- [TAREA 1]: En el relato sobre las clases de latín en el bachillerato, ¿qué apodo le pusieron los alumnos al viejo profesor?
- [TAREA 2]: Reproduce sin cambios el fragmento del relato sobre las clases de latín que comienza con las palabras que contienen "La llegada de" y termina con "quería decirnos...".
- [TAREA 3]: Escribe la continuación del relato sobre las clases de latín en el bachillerato a partir de su última frase.

- [TEXTO DADO]:
No recuerdo si fue en tercero o en cuarto de bachillerato cuando oí hablar
de aquella espada por primera vez. Supongo que nos contó su historia
nuestro profesor de latín, aquel casposo dómine, aquel “señor mayor” de
cuyo nombre no puedo acordarme, y al que sus alumnos apodábamos
inmisericordemente Skippy, como el canguro australiano de un telefilme de aquellos años. El viejo profesor, que hablaba
pausadamente, emitía una y otra vez un peculiar chasquido gutural a modo
de tic nervioso, como la canguro cuando llama a sus crías, mientras
explicaba la lección con su parsimonia habitual. Después de las
vacaciones de Navidad el profesor no volvió a clase. Nunca más. Se nos
dijo que había fallecido de repente. El ilustre catedrático, dijeron,
había sido víctima de un ataque al corazón. Alguien comentó, no
obstante, que se había quitado la vida aquejado de la larga depresión
que arrastraba, aunque este hecho siempre se nos ocultó oficialmente a
sus alumnos. Teníamos entonces trece o catorce años.
La espada de Damoclés, Antoine Dubost (c. 1804)
Quizá fue Margarita, la profesora que vino al curso siguiente, cuando estábamos en
cuarto, la que nos contó la historia de la espada. Nosotros, sus
alumnos, llamábamos a esta profesora la de latín, con una
expresión impersonal de carácter técnico que revelaba que había venido a
ocupar la casilla que había quedado vacante, a modo de compartimento
estanco, dentro del Instituto Nacional de Bachillerato. A aquella joven
profesora, que vestía de un modo moderno e informal, no le gustaba que
la llamásemos la de latín, como es natural. Su nombre, como no
dejaba de repetirnos, era Margarita, y así quería que la llamáramos. En
aquellos años, sin embargo, no era muy habitual que un alumno tuteara a
un profesor, ni se dirigiera a él por su nombre propio. Se consideraba
casi una falta de respeto. A nosotros tampoco nos salía espontáneamente
el tuteo, aunque quisiéramos hablar con un profesor con toda
naturalidad. Siempre ustedeábamos a los profesores, y si era necesario
dirigirse a ellos decíamos ¡profesor! o ¡profesora!. En este último caso no era infrecuente que se nos escapara un ¡señorita!, más propio de la escuela que del instituto.
La espada de Damoclés, Felix Auvray (1831)
La llegada de Margarita al centro supuso una ráfaga de aire fresco. Para
nosotros, sus alumnos, fue un alivio aquel cambio. Pronto descubrimos
que habíamos salido ganando mucho más de lo que en principio
imaginábamos. Aquella profesora de una materia en principio tan árida y
abstrusa como era el latín, cuya gramática era de estudio obligatorio en
tercero y en cuarto de bachillerato elemental, se reveló enseguida como
una excelente contadora de leyendas mitológicas. No se limitaba a narrarnos el mito (lo que ya era de por sí bastante de agradecer), sino
que, además, profundizaba en él, desentrañándonoslo, suscitando en
nosotros la reflexión, y haciendo que nos interesáramos por lo que
quería decirnos...

- [LISTADO DE DATOS]:
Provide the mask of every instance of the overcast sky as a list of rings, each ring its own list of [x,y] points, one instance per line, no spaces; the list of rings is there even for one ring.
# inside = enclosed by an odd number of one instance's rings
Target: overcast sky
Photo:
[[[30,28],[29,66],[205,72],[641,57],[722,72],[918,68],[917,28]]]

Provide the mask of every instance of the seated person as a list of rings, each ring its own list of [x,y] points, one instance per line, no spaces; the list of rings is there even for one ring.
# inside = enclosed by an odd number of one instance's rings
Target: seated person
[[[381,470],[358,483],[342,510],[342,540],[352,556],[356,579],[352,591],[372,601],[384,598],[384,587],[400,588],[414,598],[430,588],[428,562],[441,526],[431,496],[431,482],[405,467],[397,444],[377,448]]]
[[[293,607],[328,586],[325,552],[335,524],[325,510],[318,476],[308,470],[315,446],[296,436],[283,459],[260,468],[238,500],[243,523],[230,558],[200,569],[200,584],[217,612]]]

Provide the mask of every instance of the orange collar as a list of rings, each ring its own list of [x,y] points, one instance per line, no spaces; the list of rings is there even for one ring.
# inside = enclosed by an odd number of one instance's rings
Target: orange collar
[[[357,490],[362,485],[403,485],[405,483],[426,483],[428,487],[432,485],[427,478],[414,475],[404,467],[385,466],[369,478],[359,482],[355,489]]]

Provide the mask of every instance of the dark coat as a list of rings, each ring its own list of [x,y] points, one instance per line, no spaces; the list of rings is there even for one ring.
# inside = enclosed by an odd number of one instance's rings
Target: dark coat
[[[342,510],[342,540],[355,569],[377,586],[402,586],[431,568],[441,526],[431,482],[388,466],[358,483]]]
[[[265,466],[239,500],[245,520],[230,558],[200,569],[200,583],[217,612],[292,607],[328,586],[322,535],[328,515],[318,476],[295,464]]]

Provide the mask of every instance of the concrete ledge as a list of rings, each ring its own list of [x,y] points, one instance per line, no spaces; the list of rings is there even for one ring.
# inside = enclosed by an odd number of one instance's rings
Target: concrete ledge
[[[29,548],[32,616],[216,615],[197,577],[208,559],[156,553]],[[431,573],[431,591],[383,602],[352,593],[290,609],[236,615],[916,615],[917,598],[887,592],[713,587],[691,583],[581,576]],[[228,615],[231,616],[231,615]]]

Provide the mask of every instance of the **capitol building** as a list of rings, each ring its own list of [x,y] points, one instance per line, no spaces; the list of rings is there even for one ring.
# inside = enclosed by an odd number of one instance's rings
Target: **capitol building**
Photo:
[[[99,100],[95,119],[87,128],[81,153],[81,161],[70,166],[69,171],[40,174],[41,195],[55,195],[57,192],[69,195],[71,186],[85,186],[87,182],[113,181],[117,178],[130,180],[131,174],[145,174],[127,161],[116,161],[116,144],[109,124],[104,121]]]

- [RESULTADO 1]: Skippy.

- [RESULTADO 2]:
La llegada de Margarita al centro supuso una ráfaga de aire fresco. Para
nosotros, sus alumnos, fue un alivio aquel cambio. Pronto descubrimos
que habíamos salido ganando mucho más de lo que en principio
imaginábamos. Aquella profesora de una materia en principio tan árida y
abstrusa como era el latín, cuya gramática era de estudio obligatorio en
tercero y en cuarto de bachillerato elemental, se reveló enseguida como
una excelente contadora de leyendas mitológicas. No se limitaba a narrarnos el mito (lo que ya era de por sí bastante de agradecer), sino
que, además, profundizaba en él, desentrañándonoslo, suscitando en
nosotros la reflexión, y haciendo que nos interesáramos por lo que
quería decirnos...

- [RESULTADO 3]:
La fuerza de los mitos no siempre es inmediata, aunque sí la fascinación
que ejercen. A veces es preciso que pasen algunos años para que
comprendamos su mensaje. Hay que dejarlos asentarse, como los posos del
café. Cuando uno oye por vez primera un mito, se da cuenta de que
siempre ha estado ahí, esperando que lo oyéramos y escuchásemos,
durmiendo como la princesa del cuento, o como el arpa del salón que
aguarda esa mano de nieve que sabe arrancarle sus notas musicales. Los
mitos dejan en nosotros su huella, su impronta es como nuestra herencia
genética, y, el día menos pensado, vuelven a nuestra memoria y a nuestro
corazón -los re-cord-amos, literalmente, de cor cordis "corazón"-, y nos recuerdan y ayudan a entender un poco mejor lo que nos pasa.
La espada de Damoclés, Cornelis Troost (1696-1750)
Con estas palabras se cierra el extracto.